Please give the entries again in full and exactly, without any picture.

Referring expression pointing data
○ ○ ○

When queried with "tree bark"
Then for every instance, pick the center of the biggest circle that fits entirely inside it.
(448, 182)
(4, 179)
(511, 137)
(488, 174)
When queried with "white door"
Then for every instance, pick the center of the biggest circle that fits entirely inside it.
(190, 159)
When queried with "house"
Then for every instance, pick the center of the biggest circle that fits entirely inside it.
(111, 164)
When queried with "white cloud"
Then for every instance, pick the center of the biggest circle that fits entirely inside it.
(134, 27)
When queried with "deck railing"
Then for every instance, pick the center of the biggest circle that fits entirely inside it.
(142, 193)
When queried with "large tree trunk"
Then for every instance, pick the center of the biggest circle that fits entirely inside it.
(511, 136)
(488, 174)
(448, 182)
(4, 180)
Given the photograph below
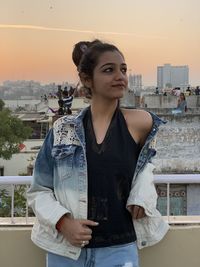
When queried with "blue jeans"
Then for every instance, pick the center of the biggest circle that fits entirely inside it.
(115, 256)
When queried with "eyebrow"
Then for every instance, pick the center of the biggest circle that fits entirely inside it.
(110, 63)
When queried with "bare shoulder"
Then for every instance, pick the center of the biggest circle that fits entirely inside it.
(138, 117)
(139, 123)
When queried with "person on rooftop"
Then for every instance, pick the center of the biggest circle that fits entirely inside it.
(92, 191)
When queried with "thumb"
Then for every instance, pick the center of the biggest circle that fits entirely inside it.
(89, 222)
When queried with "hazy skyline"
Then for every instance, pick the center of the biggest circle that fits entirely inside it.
(37, 37)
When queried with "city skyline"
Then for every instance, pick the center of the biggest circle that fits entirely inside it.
(37, 37)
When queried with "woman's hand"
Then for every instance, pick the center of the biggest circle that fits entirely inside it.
(77, 231)
(137, 212)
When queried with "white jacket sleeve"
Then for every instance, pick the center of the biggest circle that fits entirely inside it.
(41, 196)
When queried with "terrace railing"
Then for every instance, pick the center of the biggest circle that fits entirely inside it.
(166, 179)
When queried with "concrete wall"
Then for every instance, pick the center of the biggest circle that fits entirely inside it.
(179, 248)
(178, 145)
(169, 101)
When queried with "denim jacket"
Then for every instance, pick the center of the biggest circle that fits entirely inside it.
(60, 186)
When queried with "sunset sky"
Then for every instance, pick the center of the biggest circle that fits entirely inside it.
(37, 36)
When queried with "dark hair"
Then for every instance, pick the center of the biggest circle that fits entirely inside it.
(87, 59)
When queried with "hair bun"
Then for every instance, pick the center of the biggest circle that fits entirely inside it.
(79, 49)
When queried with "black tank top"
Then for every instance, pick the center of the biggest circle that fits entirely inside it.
(111, 167)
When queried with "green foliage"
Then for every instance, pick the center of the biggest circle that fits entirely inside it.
(12, 133)
(2, 104)
(19, 202)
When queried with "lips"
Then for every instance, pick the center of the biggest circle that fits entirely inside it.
(118, 85)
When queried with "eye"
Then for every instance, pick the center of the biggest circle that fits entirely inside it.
(108, 70)
(124, 70)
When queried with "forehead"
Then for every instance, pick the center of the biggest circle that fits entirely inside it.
(113, 57)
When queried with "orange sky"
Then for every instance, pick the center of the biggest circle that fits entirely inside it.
(37, 36)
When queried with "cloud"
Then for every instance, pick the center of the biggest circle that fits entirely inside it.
(42, 28)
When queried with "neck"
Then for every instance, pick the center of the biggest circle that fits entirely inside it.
(103, 109)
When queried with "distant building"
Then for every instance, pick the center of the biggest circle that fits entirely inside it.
(172, 76)
(135, 82)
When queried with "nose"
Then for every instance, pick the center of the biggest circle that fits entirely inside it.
(119, 75)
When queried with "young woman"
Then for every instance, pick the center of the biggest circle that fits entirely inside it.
(92, 190)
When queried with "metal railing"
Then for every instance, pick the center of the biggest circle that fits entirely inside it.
(167, 179)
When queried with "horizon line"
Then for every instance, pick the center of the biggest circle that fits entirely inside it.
(44, 28)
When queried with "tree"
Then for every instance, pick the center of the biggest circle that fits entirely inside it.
(12, 133)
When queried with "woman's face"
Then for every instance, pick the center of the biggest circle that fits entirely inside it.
(110, 76)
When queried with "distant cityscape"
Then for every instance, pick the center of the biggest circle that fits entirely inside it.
(168, 78)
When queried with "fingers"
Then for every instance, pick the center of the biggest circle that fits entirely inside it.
(138, 212)
(88, 222)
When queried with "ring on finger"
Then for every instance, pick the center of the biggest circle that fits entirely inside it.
(83, 243)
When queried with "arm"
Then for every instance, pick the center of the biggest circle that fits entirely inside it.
(140, 123)
(41, 196)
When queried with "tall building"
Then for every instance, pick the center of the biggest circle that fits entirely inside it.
(172, 76)
(135, 82)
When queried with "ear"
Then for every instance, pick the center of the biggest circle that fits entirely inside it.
(85, 80)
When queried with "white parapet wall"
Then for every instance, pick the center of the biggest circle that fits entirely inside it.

○ ○ ○

Response to the task:
When queried with "tree bark"
Then for every instance, pick the center of the biggest circle that fits entirely inside it.
(448, 182)
(4, 179)
(511, 137)
(488, 174)
When queried with "white door"
Then for every instance, pick the center of the biggest circle that fits entirely inside it.
(190, 159)
When queried with "house"
Then for every instance, pick the center of the biggest circle that fits entirely inside it.
(111, 164)
When queried with "white cloud"
Then for every instance, pick the center of the biggest circle that fits entirely inside it.
(134, 27)
When queried with "deck railing"
Then for every instance, pick the center of the biggest circle that fits entirely inside it.
(142, 193)
When queried with "large tree trunk"
Then for every instance, pick the center of the biggest circle that fits entirely inside it.
(511, 136)
(488, 174)
(448, 182)
(4, 180)
Given the photograph below
When queried with "blue jeans"
Then for every instance, pick the center of the biggest circle that fits entirely inside it.
(115, 256)
When queried with "eyebrow"
Then for every instance, pick the center of the biggest circle that fits entirely inside it.
(110, 63)
When queried with "bare shoulder"
Then for every instance, pick the center of the biggest circle that fits entirely inside it.
(138, 117)
(139, 123)
When queried with "person on rooftop"
Then for every instance, pick the center of the biggest circle that fits entirely inside it.
(92, 191)
When queried with "thumb"
Then for every instance, pick the center of the biggest circle that fits entirely inside it.
(89, 222)
When queried with "hazy skyline"
Then for every instance, pick the center of the biggest circle that fits entirely inside it.
(37, 37)
When queried with "city skyline"
Then for every instance, pick the center of the biggest circle that fits entirely inside it.
(37, 37)
When queried with "woman's hand"
Then for every instance, pick the center of the biggest circle that fits entirely inside it.
(77, 231)
(137, 212)
When queried with "white jacket sleeve"
Then for every instance, pick the center of the biggest circle that fits entirely inside it.
(41, 196)
When queried with "terrace railing"
Then for every instance, pick the center of the biggest circle that fits entirely inside it.
(166, 179)
When queried with "concrete wall"
Then for every instance, pick the center of the biggest circle that fits entirely inside it.
(179, 248)
(178, 145)
(169, 101)
When queried with "denim jacket"
Then for every instance, pick the center of the biggest circle that fits entirely inside it.
(60, 186)
When queried with "sunset sky"
Then for every instance, pick the center of the biggest circle that fits entirely inside it.
(37, 36)
When queried with "dark hair"
Then for every instance, pick the center of the biggest circle that fits entirely inside it.
(87, 59)
When queried with "hair bun"
Then for every instance, pick the center of the biggest circle that fits entirely inside it.
(79, 49)
When queried with "black tank top"
Then for every instance, pick the center of the biggest circle that fits entirely inside it.
(111, 167)
When queried with "green foliage"
Then for every instance, pick the center of the biggest circle that fits entirely inside it.
(12, 133)
(2, 104)
(19, 202)
When queried with "lips"
Then for every instance, pick the center of the biggest circle that fits entirely inside it.
(118, 85)
When queried with "eye"
Then for every instance, pick the center of the biggest circle that fits entirely inside it.
(108, 70)
(124, 70)
When queried with "forehead"
Then for every instance, pick the center of the biggest circle that fits entirely inside it.
(113, 57)
When queried with "orange sky"
Then for every instance, pick the center of the biggest circle that fits entirely inside it.
(37, 36)
When queried with "cloud"
Then for every instance, pick the center of the biggest circle that fits entirely inside it.
(42, 28)
When queried with "neck"
Then for every instance, pick the center of the biggest circle that fits entirely inside it.
(103, 109)
When queried with "distant building"
Then for every instance, pick the center of the biggest circle that fits entirely inside it.
(172, 76)
(135, 82)
When queried with "nose"
Then for every instance, pick the center of the biggest circle that fits entirely inside it.
(119, 75)
When queried with "young woman"
Then for every instance, pick the center of the biggest circle that fits entirely inside it.
(92, 190)
When queried with "metal railing"
Then for every instance, pick the center of the biggest circle that fits entirely inside it.
(167, 179)
When queried with "horizon line"
Then for every instance, pick the center of the biggest circle that fits entirely inside it.
(44, 28)
When queried with "tree"
Then for every instance, pick the center of the biggest circle that fits entirely inside it.
(12, 133)
When queried with "woman's face"
Then for every instance, pick the center of the biggest circle that fits entirely inside it.
(110, 76)
When queried with "distant cityscape"
Then for every instance, pick the center of the biggest circle that fits entirely inside it.
(168, 78)
When queried with "fingers"
Then for every instance, pick the center of the biggest circle that fits entirely inside it.
(138, 212)
(88, 222)
When queried with "ring on finger"
Then for every instance, pick the center of the biggest circle that fits entirely inside it.
(83, 243)
When queried with "arm"
Then for every instance, pick the center of the biggest circle that fits entirely inside it.
(140, 123)
(41, 196)
When queried with "tall building"
Then for every instance, pick the center of the biggest circle that fits entirely inside it.
(172, 76)
(135, 82)
When queried with "ear"
Then for every instance, pick the center of the biggest circle that fits entirely inside it.
(85, 80)
When queried with "white parapet wall"
Then for every instance, pick the center of the biggest circle that fits entirely inside it.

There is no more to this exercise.